● WHAT TO DO
(1) In the blog post about starting a garden, how long has the writer lived in the current home?
(2) List each piece of work the blog post about starting a garden says has been done so far, as given in the sentence beginning "So far we’ve cleared".

--- BEGIN EXTRACTED TEXT ---

Chickening out

There’s a different article I want to write but I’m too scared to, so I’ll just write about the garden instead.

Over the weekend, Sam built a chute out of corrugated iron so he could get the four tons of gravel he’d ordered down the hill without a LOT of wheelbarrowing.

We just happened to have a bunch of corrugated iron and stakes lying around. As you do.

I wasn’t around when he sent the gravel down it, but he says it was noisy. I was around when the gravel delivery truck got temporarily stuck in the driveway. We had to use some of the gravel around the wheels so they could get a grip.

This morning I went and sat outside during the usual company standup meeting (on Discord). It was a beautiful mild morning, and I could feel real warmth from the sun as it fought through the thick layer of cloud. Coming back up the hill to the house after the meeting, I stopped for a chat with the neighbour from two doors down, who was planting a few geraniums and things along the edge of the next-door neighbour’s property. The next-door neighbour’s husband is recovering from a severe illness, and probably won’t be home for months yet, let alone doing garden work, so people are rallying around.

I’m embarrassed to admit that although we’ve lived here for eleven years now, I still haven’t even met the people next door on the other side, and I can never remember any of the various neighbours’ names. It’s very different from when I was a kid and I frequently popped next door to play with Stevie, or to visit Mr and Mrs Wilson’s dog. I don’t walk anywhere any more, I drive. I’ve never really gardened much. I don’t like being out in the wind, and it’s windy at our place on top of the hill, with the wind off the harbour funnelling straight up and over. So I’m never around to meet the people who live around me.

And of course, any time there’s something like “neighbours day”, or new people move in nearby and I think “we should take them biscuits or something”, or Civil Defence tells us we should get to know the needs in our community, I chicken out.

Suzette chickening out.

I guess it’s no wonder I often feel isolated and alone.

I’ve always hated gardening …

I’ve said so on this blog before. I’ve always hated gardening. I have the opposite of a green thumb. I can kill mint!

So of course I have decided that we’re going to turn our steep, 1-acre section full of scrappy trees and muehlenbeckia into an urban regenerative market garden. And it won’t just be my husband and his father (the landscape architect) doing the work. I’m going to help.

This was my inspiration: a TED talk by Niva and Yotam Kay of Pakaraka Farms.

As I watched it for the first time, I said to myself, “We could do that.” After watching it for the second time with my husband, we ordered the book. The third time I watched it, I dragged my younger son John over, and after he’d watched it, he went and looked up the rules for stalls at the Dunedin Farmers’ Market. He’s keen to come on board as a business partner.

These guys are superb communicators.

The book arrived. We read the first three chapters. We did as it instructed and went down to the garden with cups of tea (well, homemade lemon cordial) and discussed it. And today, the actual work began.

We had finished our cuppas by this point.

Me being me, I started a weather diary in the back of a cute little notebook on Saturday, and this morning I drew up a family Kanban board.

So far we’ve cleared some ivy off the house to prevent flooding (it’s complicated), decided on a spot to start in, and Sam and John have begun work on another new piece of path.

After

In The Seven Storey Mountain, Thomas Merton wrote that the daily life at the Gethsemani Abbey contained a great deal more farm work and much less time for solitary contemplation than he expected. The contemplative life has long been attractive to me—possibly because life with three small children is so much the opposite! Perhaps, just perhaps, I can start to build something in the same spirit for myself.

--- END EXTRACTED TEXT ---
--- BEGIN RECORDS SHOWN ---

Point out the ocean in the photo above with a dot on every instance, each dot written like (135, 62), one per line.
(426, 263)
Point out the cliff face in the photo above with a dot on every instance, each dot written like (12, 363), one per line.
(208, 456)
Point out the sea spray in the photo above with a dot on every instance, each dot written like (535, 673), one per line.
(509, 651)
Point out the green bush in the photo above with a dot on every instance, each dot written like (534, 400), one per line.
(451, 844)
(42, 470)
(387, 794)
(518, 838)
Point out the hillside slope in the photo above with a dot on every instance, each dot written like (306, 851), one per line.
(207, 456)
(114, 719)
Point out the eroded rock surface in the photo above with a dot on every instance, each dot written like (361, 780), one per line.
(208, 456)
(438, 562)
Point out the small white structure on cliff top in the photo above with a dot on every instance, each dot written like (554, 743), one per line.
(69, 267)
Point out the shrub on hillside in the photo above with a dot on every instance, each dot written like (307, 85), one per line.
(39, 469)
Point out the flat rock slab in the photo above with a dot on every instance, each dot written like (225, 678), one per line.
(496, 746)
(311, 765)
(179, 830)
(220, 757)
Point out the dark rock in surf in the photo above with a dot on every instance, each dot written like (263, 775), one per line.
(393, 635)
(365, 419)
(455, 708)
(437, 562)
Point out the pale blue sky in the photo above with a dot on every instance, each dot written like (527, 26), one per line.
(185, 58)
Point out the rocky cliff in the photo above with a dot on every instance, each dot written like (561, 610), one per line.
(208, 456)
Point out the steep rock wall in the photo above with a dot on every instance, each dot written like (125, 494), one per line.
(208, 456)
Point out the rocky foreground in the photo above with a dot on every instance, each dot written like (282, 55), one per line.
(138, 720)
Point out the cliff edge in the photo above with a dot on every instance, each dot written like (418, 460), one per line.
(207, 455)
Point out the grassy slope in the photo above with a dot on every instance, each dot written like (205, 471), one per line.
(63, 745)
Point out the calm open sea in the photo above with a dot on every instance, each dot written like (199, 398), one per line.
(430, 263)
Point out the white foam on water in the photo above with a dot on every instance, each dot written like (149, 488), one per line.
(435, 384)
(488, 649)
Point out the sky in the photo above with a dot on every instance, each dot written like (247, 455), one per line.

--- END RECORDS SHOWN ---

● RESULTS OF THE EXERCISE
(1) Eleven years.

(2)
- Some ivy was cleared off the house to prevent flooding.
- A spot to start in was decided on.
- Sam and John began work on another new piece of path.